### REQUIRED WORK
1) List each distinct dollar amount that appears in the financial highlights excerpt, giving every amount once.
2) Set down the financial highlights excerpt word for word, from "Highlights from the" up to and including "was in loans.".

### EXCERPTED PASSAGE
----

Highlights from the preceding tables follow.

 

·                  Interest income in the 2009 nine month period included $1,614,000 that resulted from full payment of a mortgage loan in the second quarter on which there was unaccreted discount. Excluding that income, net interest income was higher in the 2009 third quarter and nine month periods than in the comparable 2008 periods by 12.6% and 12.0%, respectively. The increases were due to loan and deposit growth and improvement in net interest margin.

 

·                  The average balance of interest-earning assets grew $126 million (5.2%) between the 2009 and 2008 third quarters and $166 million (6.9%) between the 2009 and 2008 nine month periods. All of the asset growth in those periods was in loans.

 

·                  The average balance of deposits, excluding brokered deposits, increased $57.6 million (3.9%, or 15.8% on an annualized basis) in the 2009 third quarter compared to the 2009 second quarter and $240.2 million (18.8%) in the 2009 third quarter compared to the 2008 third quarter.

 

·                  The average balance of certificates of deposit (excluding brokered deposits) expressed as a percent of the average balance of total deposits (excluding brokered deposits) declined from 60.7% in the 2008 third quarter to 56.1% in the 2009 third quarter while the average balance comprised of money market savings accounts increased from 20.4% to 26.4% in those respective periods. Since money market savings accounts can be withdrawn at any time, interest rates paid on those deposits are generally lower than interest rates paid on certificates of deposit. We believe the shift in the mix of deposits was attributable in part to the desire of depositors to have their funds placed in more liquid accounts during this time of weakened economic conditions.

 

·                  Interest rate spread increased to 2.90% in the 2009 third quarter from 2.85% in the 2009 second quarter (2.60% excluding the $1,614,000 of income referred to above) and 2.46% in the 2008 third quarter and to 2.72% in the 2009 nine month period (2.64% excluding the $1,614,000 of income) from 2.24% in the 2008 nine month period. The improvement in spread resulted primarily from reductions in rates paid on deposits and borrowed funds exceeding reductions in rates earned on assets. The improvement occurred despite the elimination of dividend income on FHLB stock owned by the Company.

 

·                  Net interest margin increased to 3.39% in the 2009 third quarter from 3.16% in the 2009 second quarter (excluding the $1,614,000 of income) and 3.18% in the 2008 third quarter. The improvement in margin was attributable to the matters mentioned above and occurred despite the negative effect of foregone interest income of $472,000 in the 2009 nine month period due to a $22.6 million reduction in the average balance of stockholders’ equity resulting from the payment of semi-annual extra dividends.

----

### DATASET RECORDS
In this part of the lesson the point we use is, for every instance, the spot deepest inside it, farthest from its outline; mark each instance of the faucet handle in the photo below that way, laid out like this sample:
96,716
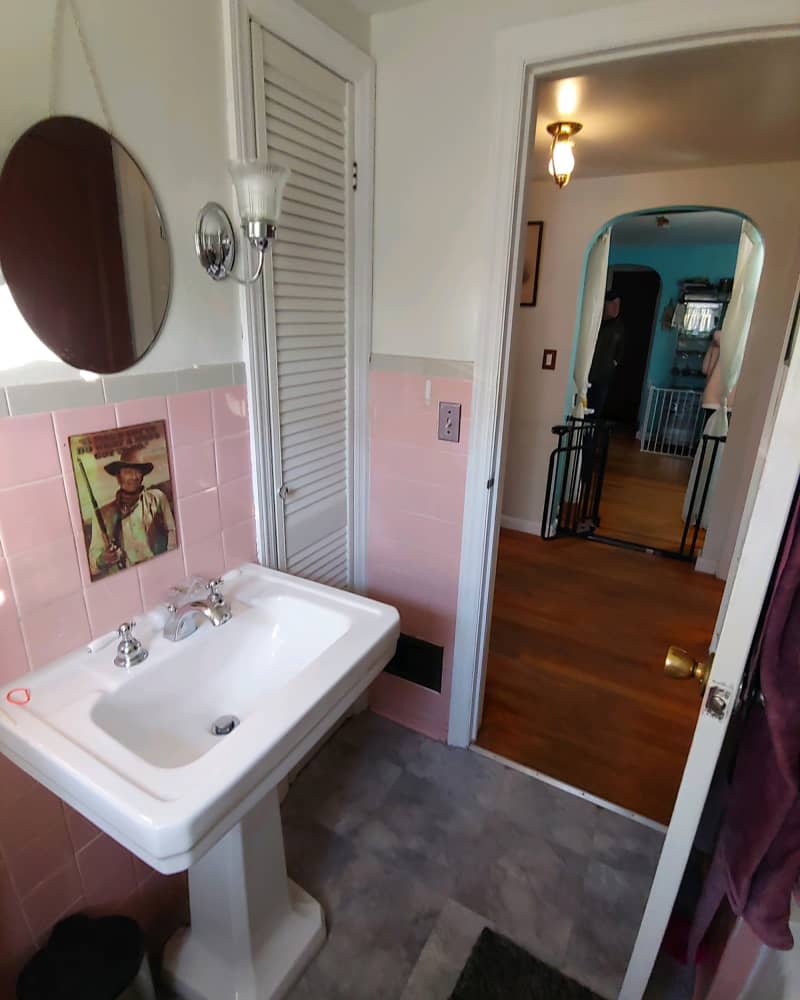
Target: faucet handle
129,650
214,596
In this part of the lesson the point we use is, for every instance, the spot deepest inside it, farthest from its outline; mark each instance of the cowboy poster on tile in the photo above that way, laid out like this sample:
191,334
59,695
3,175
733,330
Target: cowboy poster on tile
124,489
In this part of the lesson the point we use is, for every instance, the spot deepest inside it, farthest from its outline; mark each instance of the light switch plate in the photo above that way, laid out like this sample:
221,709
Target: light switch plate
449,421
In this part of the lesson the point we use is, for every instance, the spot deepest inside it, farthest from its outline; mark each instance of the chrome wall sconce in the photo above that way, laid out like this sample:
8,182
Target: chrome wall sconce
562,151
259,193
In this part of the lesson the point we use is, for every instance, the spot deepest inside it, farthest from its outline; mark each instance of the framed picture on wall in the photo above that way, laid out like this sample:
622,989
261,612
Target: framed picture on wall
530,264
124,486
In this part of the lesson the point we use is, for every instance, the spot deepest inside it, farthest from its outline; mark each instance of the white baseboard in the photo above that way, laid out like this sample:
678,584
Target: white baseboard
705,564
520,524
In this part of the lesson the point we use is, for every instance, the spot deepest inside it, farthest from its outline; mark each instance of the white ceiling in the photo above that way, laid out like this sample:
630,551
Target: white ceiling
380,6
702,107
684,228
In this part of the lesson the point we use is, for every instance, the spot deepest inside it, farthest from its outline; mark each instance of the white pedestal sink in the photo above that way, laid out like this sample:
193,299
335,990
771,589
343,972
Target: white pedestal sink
252,928
134,751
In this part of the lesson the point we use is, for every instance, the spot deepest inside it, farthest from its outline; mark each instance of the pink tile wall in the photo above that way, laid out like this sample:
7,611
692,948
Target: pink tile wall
52,861
416,506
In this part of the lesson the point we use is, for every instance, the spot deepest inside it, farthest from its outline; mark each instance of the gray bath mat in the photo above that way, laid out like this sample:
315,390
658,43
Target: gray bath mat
498,969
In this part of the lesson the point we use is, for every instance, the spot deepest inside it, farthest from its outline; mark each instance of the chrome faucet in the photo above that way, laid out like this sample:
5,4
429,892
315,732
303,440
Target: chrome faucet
187,618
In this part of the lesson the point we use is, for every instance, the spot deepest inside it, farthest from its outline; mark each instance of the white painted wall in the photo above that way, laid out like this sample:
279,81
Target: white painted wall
342,17
434,128
770,195
161,67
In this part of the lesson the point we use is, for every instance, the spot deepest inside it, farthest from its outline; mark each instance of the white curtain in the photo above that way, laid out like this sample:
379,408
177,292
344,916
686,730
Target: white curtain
733,339
594,291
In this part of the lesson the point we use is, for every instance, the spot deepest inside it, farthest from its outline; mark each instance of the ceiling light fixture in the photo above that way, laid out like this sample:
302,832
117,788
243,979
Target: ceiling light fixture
562,151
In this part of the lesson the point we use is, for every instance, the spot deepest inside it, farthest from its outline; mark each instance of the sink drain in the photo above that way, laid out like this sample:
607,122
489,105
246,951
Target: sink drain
224,724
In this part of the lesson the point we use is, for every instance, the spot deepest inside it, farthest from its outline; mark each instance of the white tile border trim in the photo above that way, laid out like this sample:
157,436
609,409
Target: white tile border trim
43,397
520,524
571,789
437,367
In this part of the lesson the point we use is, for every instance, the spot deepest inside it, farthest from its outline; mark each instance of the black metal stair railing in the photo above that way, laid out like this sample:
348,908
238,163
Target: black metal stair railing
575,475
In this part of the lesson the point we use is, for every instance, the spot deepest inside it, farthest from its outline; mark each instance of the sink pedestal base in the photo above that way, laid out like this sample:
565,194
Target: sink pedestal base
253,931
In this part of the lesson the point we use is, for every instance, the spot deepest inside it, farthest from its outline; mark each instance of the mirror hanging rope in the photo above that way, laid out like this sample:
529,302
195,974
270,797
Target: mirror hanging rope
96,290
55,61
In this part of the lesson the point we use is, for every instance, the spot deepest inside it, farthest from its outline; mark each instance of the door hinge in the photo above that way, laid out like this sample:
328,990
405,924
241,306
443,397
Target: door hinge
718,700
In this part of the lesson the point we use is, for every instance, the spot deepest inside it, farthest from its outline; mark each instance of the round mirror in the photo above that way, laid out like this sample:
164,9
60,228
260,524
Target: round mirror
83,247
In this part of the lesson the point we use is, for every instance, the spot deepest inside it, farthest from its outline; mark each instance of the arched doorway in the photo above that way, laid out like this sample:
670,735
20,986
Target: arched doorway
648,375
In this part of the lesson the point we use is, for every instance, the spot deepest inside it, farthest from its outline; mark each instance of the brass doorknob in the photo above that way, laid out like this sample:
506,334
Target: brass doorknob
681,665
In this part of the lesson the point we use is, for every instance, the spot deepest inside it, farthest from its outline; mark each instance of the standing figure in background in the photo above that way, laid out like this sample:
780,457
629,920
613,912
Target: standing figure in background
608,353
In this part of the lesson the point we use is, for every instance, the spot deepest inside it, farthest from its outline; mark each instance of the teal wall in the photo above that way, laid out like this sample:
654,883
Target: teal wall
709,260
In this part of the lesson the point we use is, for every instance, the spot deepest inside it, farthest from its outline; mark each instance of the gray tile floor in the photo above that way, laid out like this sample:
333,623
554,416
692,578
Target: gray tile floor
412,847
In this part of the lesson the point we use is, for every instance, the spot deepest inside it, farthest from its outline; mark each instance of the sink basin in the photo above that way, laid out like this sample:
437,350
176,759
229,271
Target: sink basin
135,751
164,717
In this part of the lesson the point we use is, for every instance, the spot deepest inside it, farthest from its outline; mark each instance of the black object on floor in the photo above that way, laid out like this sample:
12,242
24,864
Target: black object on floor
498,969
417,661
84,959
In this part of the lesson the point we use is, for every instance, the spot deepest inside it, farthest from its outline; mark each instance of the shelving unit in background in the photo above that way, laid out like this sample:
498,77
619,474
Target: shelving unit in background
673,422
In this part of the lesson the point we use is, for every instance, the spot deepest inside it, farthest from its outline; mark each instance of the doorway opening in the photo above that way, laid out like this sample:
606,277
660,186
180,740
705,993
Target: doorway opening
654,380
574,688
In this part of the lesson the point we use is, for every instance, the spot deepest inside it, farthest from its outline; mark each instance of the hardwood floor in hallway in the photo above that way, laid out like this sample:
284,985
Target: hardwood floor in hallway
643,495
575,685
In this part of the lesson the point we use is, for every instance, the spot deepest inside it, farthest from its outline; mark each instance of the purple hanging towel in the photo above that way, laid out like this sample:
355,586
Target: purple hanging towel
756,863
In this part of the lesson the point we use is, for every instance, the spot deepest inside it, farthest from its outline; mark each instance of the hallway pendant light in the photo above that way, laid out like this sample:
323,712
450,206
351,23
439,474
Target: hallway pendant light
562,151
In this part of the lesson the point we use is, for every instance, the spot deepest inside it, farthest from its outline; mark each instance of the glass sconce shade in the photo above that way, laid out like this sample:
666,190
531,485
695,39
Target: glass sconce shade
561,162
259,190
563,159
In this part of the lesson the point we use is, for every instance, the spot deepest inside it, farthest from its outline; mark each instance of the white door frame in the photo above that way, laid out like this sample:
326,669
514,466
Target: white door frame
520,54
305,32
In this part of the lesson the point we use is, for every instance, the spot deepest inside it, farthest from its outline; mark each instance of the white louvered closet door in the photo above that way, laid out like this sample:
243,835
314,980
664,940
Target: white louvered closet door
304,121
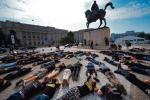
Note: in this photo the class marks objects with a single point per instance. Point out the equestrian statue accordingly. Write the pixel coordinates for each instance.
(96, 13)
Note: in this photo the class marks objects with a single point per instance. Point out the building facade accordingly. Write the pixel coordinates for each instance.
(115, 36)
(33, 35)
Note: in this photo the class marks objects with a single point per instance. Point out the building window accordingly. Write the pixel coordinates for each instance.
(24, 37)
(33, 36)
(35, 43)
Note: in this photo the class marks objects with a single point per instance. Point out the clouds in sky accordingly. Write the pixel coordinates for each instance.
(68, 14)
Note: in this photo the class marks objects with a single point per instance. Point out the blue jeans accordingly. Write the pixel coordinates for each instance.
(42, 97)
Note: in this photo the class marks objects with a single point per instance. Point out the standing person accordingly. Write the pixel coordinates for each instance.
(91, 72)
(80, 91)
(91, 44)
(95, 8)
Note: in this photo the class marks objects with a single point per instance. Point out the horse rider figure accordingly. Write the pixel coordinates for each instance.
(95, 9)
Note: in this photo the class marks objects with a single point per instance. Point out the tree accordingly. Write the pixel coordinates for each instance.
(68, 39)
(2, 38)
(142, 34)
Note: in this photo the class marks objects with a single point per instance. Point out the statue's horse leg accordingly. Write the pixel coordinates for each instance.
(100, 22)
(87, 24)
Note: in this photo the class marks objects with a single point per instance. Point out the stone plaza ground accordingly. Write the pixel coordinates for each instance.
(134, 93)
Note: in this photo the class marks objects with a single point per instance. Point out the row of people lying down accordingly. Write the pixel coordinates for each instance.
(135, 67)
(48, 86)
(92, 71)
(143, 85)
(72, 69)
(118, 54)
(6, 80)
(54, 71)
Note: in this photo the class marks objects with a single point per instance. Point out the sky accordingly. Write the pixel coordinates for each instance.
(70, 14)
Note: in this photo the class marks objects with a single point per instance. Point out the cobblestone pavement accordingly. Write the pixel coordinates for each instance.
(133, 92)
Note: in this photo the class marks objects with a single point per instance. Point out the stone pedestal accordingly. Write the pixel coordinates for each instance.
(98, 36)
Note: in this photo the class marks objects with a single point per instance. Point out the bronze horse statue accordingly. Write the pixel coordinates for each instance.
(100, 15)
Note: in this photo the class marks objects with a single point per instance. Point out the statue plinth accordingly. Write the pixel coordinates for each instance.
(100, 37)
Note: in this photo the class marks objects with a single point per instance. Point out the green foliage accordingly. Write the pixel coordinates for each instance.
(68, 39)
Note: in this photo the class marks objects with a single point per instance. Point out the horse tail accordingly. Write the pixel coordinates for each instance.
(109, 4)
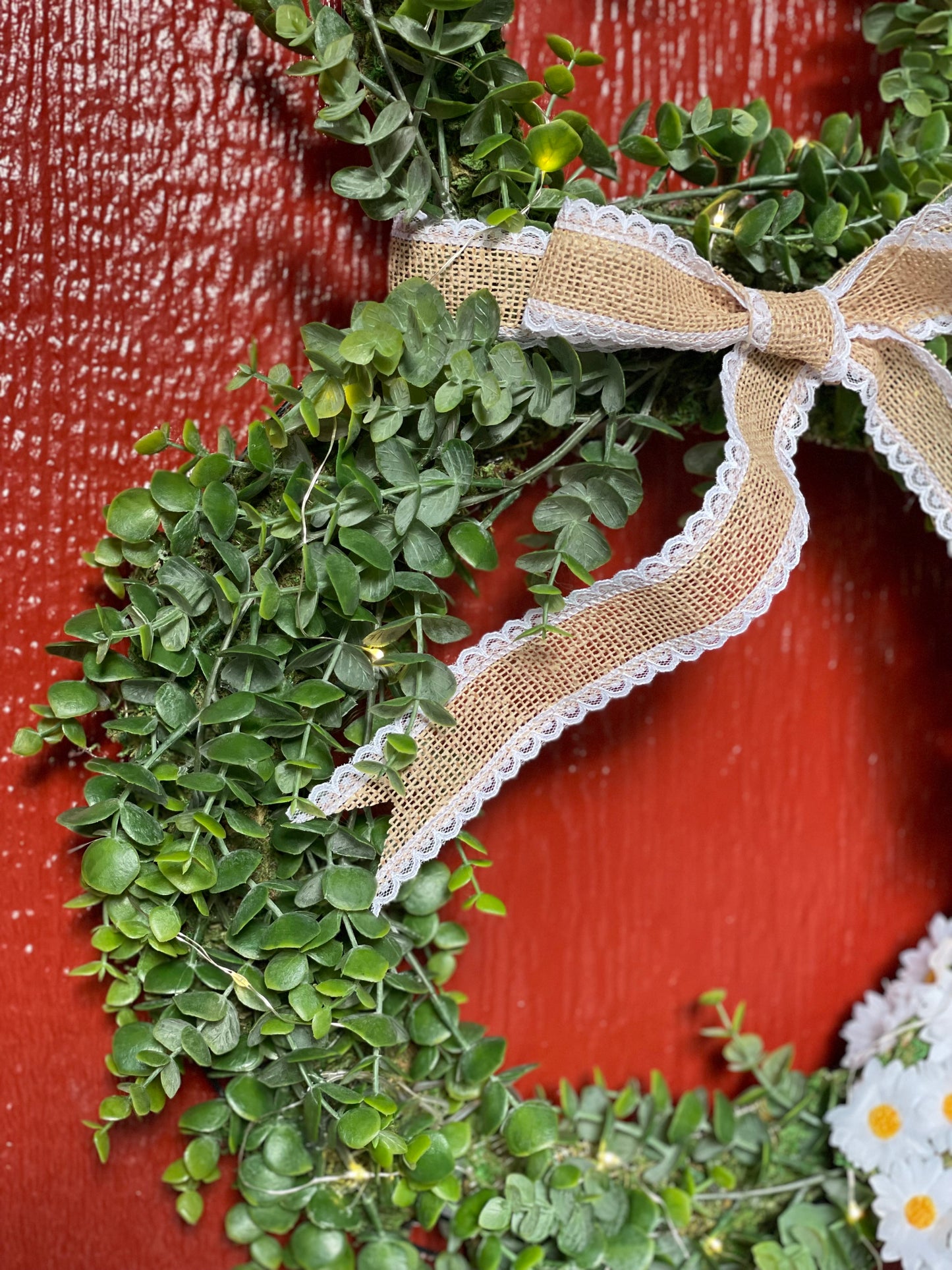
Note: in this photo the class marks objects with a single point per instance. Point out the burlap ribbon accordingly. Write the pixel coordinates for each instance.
(605, 279)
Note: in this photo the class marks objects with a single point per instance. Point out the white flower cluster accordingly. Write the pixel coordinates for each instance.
(897, 1122)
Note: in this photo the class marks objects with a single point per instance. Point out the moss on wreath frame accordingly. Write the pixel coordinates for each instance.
(276, 602)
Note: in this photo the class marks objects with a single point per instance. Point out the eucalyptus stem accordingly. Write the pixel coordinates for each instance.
(422, 148)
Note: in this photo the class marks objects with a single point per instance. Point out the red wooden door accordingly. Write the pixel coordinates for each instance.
(772, 818)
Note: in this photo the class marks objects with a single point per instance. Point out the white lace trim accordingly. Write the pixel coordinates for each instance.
(927, 229)
(632, 229)
(471, 233)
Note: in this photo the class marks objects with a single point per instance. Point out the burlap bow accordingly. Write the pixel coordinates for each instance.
(611, 281)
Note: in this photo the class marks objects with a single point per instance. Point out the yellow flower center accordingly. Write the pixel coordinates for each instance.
(885, 1120)
(920, 1212)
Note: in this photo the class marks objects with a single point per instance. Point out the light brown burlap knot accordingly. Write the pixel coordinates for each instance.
(612, 281)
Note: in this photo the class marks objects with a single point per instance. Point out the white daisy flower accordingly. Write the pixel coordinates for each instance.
(872, 1026)
(934, 1107)
(914, 1207)
(936, 1012)
(917, 964)
(879, 1126)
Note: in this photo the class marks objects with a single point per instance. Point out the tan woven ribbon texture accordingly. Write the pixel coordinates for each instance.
(608, 279)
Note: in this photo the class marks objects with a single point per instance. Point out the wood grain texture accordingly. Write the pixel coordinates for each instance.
(772, 818)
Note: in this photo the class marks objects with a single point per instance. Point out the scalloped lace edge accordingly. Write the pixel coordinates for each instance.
(462, 234)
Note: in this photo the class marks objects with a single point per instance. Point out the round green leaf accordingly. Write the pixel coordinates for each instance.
(435, 1164)
(115, 1108)
(173, 492)
(378, 1030)
(127, 1043)
(322, 1250)
(531, 1128)
(754, 224)
(559, 80)
(831, 223)
(474, 545)
(285, 1152)
(389, 1254)
(349, 888)
(248, 1097)
(286, 971)
(71, 699)
(428, 890)
(132, 516)
(644, 150)
(553, 145)
(364, 963)
(358, 1127)
(220, 505)
(109, 865)
(201, 1157)
(205, 1116)
(238, 748)
(190, 1207)
(630, 1250)
(164, 922)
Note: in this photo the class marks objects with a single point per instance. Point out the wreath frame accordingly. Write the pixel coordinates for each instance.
(619, 1178)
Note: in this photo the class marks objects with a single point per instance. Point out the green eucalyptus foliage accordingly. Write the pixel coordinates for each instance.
(277, 604)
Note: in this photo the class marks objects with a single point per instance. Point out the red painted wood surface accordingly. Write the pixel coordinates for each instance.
(772, 818)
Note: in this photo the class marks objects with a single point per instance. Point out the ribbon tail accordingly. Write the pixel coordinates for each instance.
(908, 399)
(706, 585)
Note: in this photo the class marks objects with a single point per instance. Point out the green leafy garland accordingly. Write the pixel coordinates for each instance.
(277, 604)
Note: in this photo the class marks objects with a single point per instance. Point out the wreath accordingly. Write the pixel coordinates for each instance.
(277, 602)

----

### EXERCISE RESPONSES
1)
$1,614,000
$126 million
$166 million
$57.6 million
$240.2 million
$472,000
$22.6 million

2)
Highlights from the preceding tables follow.

 

·                  Interest income in the 2009 nine month period included $1,614,000 that resulted from full payment of a mortgage loan in the second quarter on which there was unaccreted discount. Excluding that income, net interest income was higher in the 2009 third quarter and nine month periods than in the comparable 2008 periods by 12.6% and 12.0%, respectively. The increases were due to loan and deposit growth and improvement in net interest margin.

 

·                  The average balance of interest-earning assets grew $126 million (5.2%) between the 2009 and 2008 third quarters and $166 million (6.9%) between the 2009 and 2008 nine month periods. All of the asset growth in those periods was in loans.